Passage:
# # # # # # #
GAMUDA Bhd has been riding the government’s infrastructure spending for decades now, benefiting from investments such as the SMART tunnel and Mass Rapid Transit (MRT) projects. Lately, however, the group has been exploring and winning more contracts overseas than at home.

In fact, Gamuda may have to look for more contracts abroad as the roll-out of catalytic infrastructure projects that would benefit both the group and the construction sector faces delays, owing ostensibly to the government’s fiscal position.

In an interview with the media at Menara Gamuda last Thursday, Gamuda group managing director Datuk Lin Yun Ling says: “[It would be good] if the current government could find a way out of this [subsidy issue that is taking up too much of the budget]. I mean, to be fair to them, I don’t think they created it. It was inherited. But if you can’t get out of this vicious cycle, we all know, every one of us here knows, how much do you have left?

“If you spend RM80 billion and next year it will be RM90 billion, the year after that will be RM100 billion a year on subsidies. How much do you have left for other things? Now, not much for infrastructure; a few years down the road, even not much for education. Healthcare is already struggling.

“So, if you ask me, will it be worse in the coming years? Can the government reduce this RM80 billion a year? So, everything is blocked.”

In 2022, the government spent RM80 billion in total on subsidies.

As at October 2023, Gamuda had an outstanding order book of RM24 billion, with work in Malaysia constituting 24%, or RM5.7 billion, of the total. Australia has become the largest market for Gamuda’s engineering and construction segment, with an order book of RM12.1 billion.

Successive Malaysian governments have had to raise debt levels to pay for development expenditure every year, as almost all of its revenue went towards operating expenditure. Opex as a percentage of government revenue has averaged 99% over the last 10 years and has not fallen below 90% since 2007. Subsidies and social assistance made up as high as 22.9% of revenue in 2022 and are expected to remain high at 17.2% of revenue in 2024.

The Madani government under Datuk Seri Anwar Ibrahim, which came into power in November 2022, had pledged not to breach the statutory debt limit of 65% of gross domestic product (GDP). Without meaningful fiscal reforms, however, major infrastructure projects might continue to be put on hold.

To be fair to the government, it is working towards rationalising subsidies, with the Ministry of Economy developing the PADU central database to ensure that only the needy receive subsidies, especially fuel subsidies. Lin questions, however, the government’s political will to push through with the subsidy rationalisation.
# # # # # # #
Data provided:

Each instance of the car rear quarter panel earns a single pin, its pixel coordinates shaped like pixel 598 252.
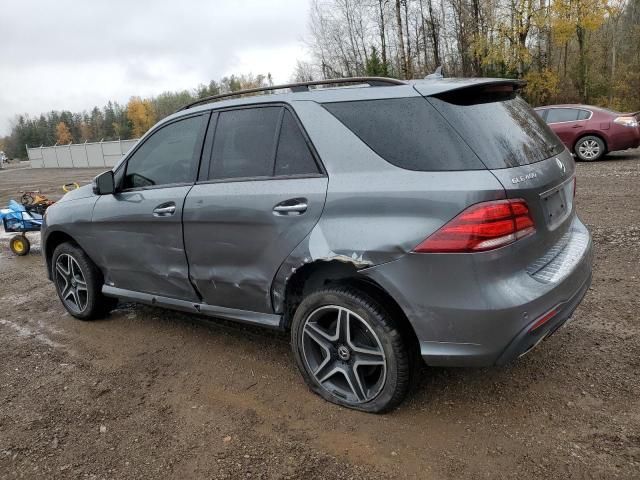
# # # # # # #
Prompt:
Carry on the article about Gamuda and Malaysia's subsidy spending, picking up right after its final sentence.

Task result:
“You can talk about the plans, but will [the government] do it? How much of it will they really do? I’m sure you see at the end of the day, once subsidies become more targeted or reduced, you will have higher inflation,” he says.

“The reality is the objective of politicians is to win the next election and to survive. Is there anyone we know who would say, ‘I don’t care whether I win the next election; I will do what is right for my country’? Let’s see.”

The practice of subsidising essential items from fuel to toll roads has an unintended consequence of suppressing wages, as companies observe the Consumer Price Index every year before they decide on wage increments, says Lin.

Although the CPI is not the only determinant of wage increases, it is one of the factors that they consider, Lin observes. And as Malaysia’s CPI has remained artificially low for decades, as prices were suppressed by subsidies, wages too have been stagnant.

Gamuda has been venturing abroad for years and now has a presence in Taiwan, Singapore, Vietnam and Australia. Over the years, Lin has had a front-row seat to watch the economic development of these countries compared with Malaysia’s.

He says that over the last 20 years, the average salary of engineers in Vietnam has surpassed that of their Malaysian counterparts, although the latter was higher in the first place. This is because salaries in Malaysia have not grown as much as in Vietnam over the past two decades.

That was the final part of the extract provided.